Point labeling data based on photos:

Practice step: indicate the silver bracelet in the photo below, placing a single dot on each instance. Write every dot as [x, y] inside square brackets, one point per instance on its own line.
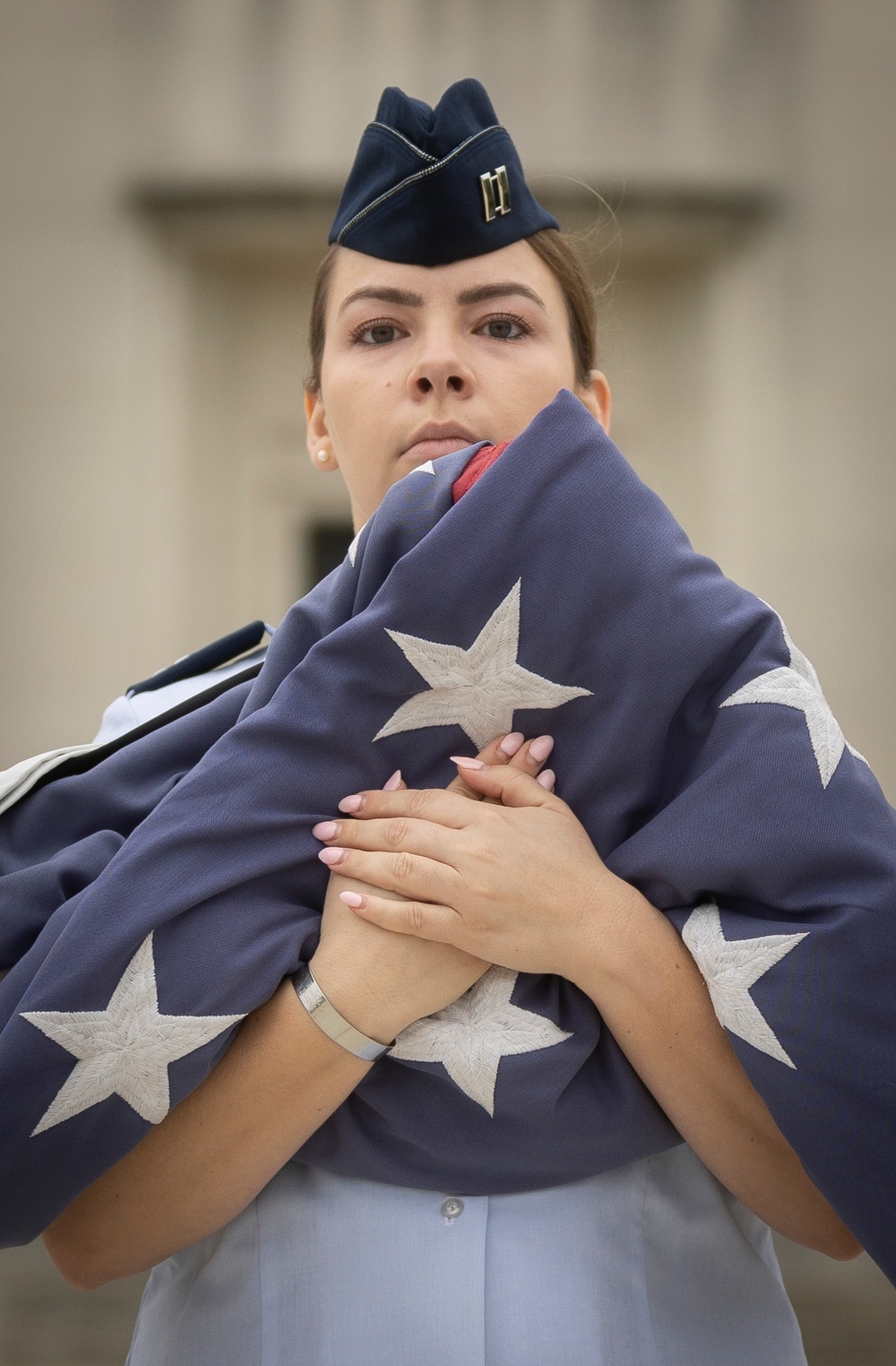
[333, 1024]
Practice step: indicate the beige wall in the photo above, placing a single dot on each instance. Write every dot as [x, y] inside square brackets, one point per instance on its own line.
[791, 489]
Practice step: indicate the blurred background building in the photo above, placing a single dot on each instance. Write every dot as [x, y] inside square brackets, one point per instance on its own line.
[168, 171]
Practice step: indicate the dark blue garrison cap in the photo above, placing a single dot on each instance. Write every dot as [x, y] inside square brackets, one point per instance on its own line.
[432, 186]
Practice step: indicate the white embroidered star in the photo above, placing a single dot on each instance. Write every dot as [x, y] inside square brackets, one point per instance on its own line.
[729, 967]
[126, 1048]
[477, 688]
[798, 686]
[471, 1035]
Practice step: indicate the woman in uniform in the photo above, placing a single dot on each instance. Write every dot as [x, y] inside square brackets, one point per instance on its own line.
[450, 312]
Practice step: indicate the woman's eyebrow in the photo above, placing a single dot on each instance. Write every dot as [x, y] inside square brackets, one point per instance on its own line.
[384, 294]
[495, 291]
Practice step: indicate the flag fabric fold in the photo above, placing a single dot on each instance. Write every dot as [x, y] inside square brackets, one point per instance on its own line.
[149, 903]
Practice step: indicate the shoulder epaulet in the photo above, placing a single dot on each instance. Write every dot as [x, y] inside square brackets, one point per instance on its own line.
[209, 657]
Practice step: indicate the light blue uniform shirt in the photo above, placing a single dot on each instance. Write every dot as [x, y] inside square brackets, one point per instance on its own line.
[649, 1265]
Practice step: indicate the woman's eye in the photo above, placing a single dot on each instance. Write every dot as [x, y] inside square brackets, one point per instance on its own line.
[377, 333]
[504, 330]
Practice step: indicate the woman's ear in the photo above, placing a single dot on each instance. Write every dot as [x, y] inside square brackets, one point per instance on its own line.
[317, 436]
[597, 398]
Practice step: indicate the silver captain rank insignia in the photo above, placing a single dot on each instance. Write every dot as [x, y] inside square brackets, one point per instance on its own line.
[496, 193]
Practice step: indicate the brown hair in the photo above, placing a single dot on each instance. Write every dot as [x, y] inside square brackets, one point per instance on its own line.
[562, 257]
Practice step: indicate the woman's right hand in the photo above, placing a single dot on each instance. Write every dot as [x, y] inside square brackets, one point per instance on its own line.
[382, 981]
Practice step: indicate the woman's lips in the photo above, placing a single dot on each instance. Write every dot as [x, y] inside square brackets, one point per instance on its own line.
[435, 447]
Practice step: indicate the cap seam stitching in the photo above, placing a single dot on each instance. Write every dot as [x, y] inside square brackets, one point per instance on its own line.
[418, 175]
[408, 143]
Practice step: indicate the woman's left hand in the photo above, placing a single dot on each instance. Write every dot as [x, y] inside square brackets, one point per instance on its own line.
[516, 883]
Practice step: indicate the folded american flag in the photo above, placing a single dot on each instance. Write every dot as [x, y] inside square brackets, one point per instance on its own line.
[155, 899]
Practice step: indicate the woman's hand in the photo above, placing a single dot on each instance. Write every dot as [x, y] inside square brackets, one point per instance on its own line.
[380, 981]
[522, 886]
[518, 883]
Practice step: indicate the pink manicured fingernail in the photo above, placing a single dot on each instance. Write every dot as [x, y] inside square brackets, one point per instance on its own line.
[353, 899]
[332, 855]
[539, 748]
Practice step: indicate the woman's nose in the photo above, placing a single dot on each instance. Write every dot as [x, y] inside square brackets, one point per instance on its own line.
[442, 375]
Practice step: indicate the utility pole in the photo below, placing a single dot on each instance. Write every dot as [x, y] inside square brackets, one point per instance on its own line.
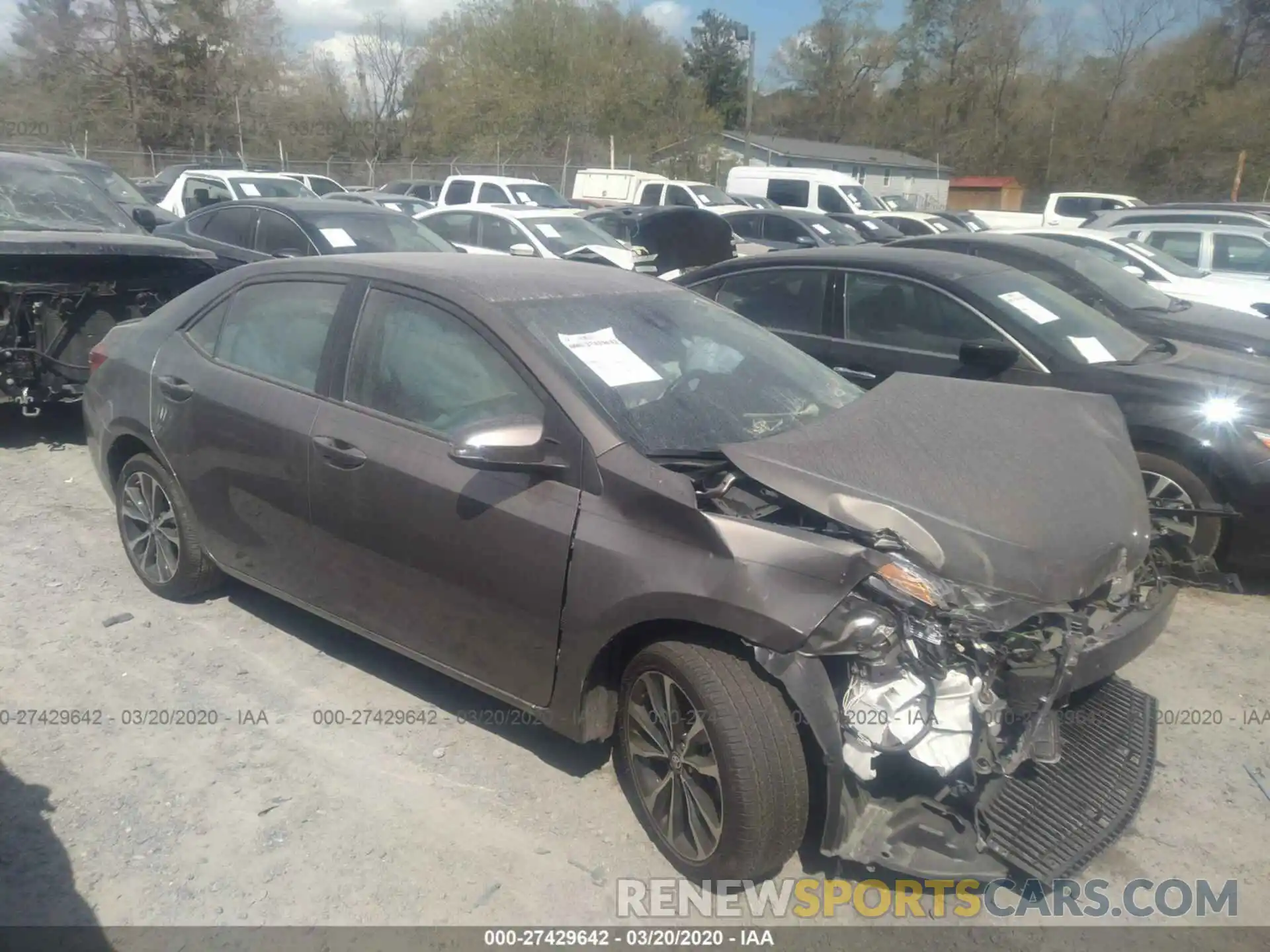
[747, 36]
[1238, 175]
[238, 116]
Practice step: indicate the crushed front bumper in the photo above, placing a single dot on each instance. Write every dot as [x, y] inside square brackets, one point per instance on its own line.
[1046, 820]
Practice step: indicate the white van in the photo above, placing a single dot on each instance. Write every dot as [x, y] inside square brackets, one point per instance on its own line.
[808, 190]
[630, 187]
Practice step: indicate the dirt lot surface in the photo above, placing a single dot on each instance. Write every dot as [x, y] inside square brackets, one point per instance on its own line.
[269, 818]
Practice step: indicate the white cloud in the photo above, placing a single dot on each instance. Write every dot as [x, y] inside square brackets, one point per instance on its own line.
[668, 15]
[345, 16]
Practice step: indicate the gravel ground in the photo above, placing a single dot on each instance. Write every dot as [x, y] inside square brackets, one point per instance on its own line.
[267, 818]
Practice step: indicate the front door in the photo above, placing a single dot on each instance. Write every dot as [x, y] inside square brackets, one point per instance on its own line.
[234, 399]
[465, 568]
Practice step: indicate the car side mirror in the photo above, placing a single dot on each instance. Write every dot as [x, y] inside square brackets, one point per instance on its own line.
[507, 447]
[991, 356]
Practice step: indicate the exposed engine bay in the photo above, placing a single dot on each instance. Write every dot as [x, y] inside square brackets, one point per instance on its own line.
[943, 692]
[56, 305]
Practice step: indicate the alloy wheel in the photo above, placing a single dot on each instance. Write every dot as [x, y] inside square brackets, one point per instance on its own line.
[149, 526]
[673, 766]
[1164, 493]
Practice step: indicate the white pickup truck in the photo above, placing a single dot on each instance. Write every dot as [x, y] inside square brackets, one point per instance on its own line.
[1064, 210]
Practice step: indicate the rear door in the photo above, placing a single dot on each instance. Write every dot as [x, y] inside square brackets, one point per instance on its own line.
[230, 233]
[233, 403]
[882, 324]
[461, 567]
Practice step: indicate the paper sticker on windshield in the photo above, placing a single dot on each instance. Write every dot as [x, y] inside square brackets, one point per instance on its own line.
[1093, 349]
[615, 364]
[338, 238]
[1021, 302]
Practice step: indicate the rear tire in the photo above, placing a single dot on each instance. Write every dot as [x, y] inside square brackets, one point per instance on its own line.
[1170, 481]
[159, 532]
[730, 721]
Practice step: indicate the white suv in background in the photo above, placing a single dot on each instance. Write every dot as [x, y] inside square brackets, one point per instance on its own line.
[1164, 272]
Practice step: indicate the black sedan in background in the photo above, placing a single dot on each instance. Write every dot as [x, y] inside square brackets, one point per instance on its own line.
[872, 230]
[626, 510]
[257, 230]
[1199, 416]
[1124, 299]
[792, 230]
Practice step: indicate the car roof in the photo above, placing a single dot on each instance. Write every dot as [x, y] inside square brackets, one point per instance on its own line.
[495, 281]
[306, 206]
[913, 262]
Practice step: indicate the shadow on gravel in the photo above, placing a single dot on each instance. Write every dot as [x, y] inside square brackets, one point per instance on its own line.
[433, 688]
[60, 424]
[37, 885]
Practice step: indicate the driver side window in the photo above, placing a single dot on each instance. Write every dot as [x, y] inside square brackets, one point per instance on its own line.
[417, 364]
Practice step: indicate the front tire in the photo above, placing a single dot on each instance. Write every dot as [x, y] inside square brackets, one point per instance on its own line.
[159, 532]
[1169, 481]
[710, 758]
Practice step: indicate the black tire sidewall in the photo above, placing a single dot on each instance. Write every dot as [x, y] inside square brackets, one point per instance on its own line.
[1208, 535]
[190, 571]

- _WHAT NEEDS TO BE DONE_
Retype the records without any change, beginning at the line that contains "Practice step: indicate the driver" and continuing through the last line of the records.

- _RESULT BELOW_
Practice step: indicate the driver side window in the photo above, placing a single dot on each instance. Write every dot as [x, y] inside square brackets, one point per instance on its own line.
[417, 364]
Practice step: indicate the front tire in the photo above, placing a single dot on each instance. Write every dot as [x, y] inside square brackets, one point per instance on its own line.
[159, 532]
[1169, 481]
[710, 758]
Practice step: indicate the black tire sidewall in the photo above, placing a single dot on each instance. Write every dot as [x, y] inside square brackets, one point per instance on its own line.
[1208, 535]
[190, 571]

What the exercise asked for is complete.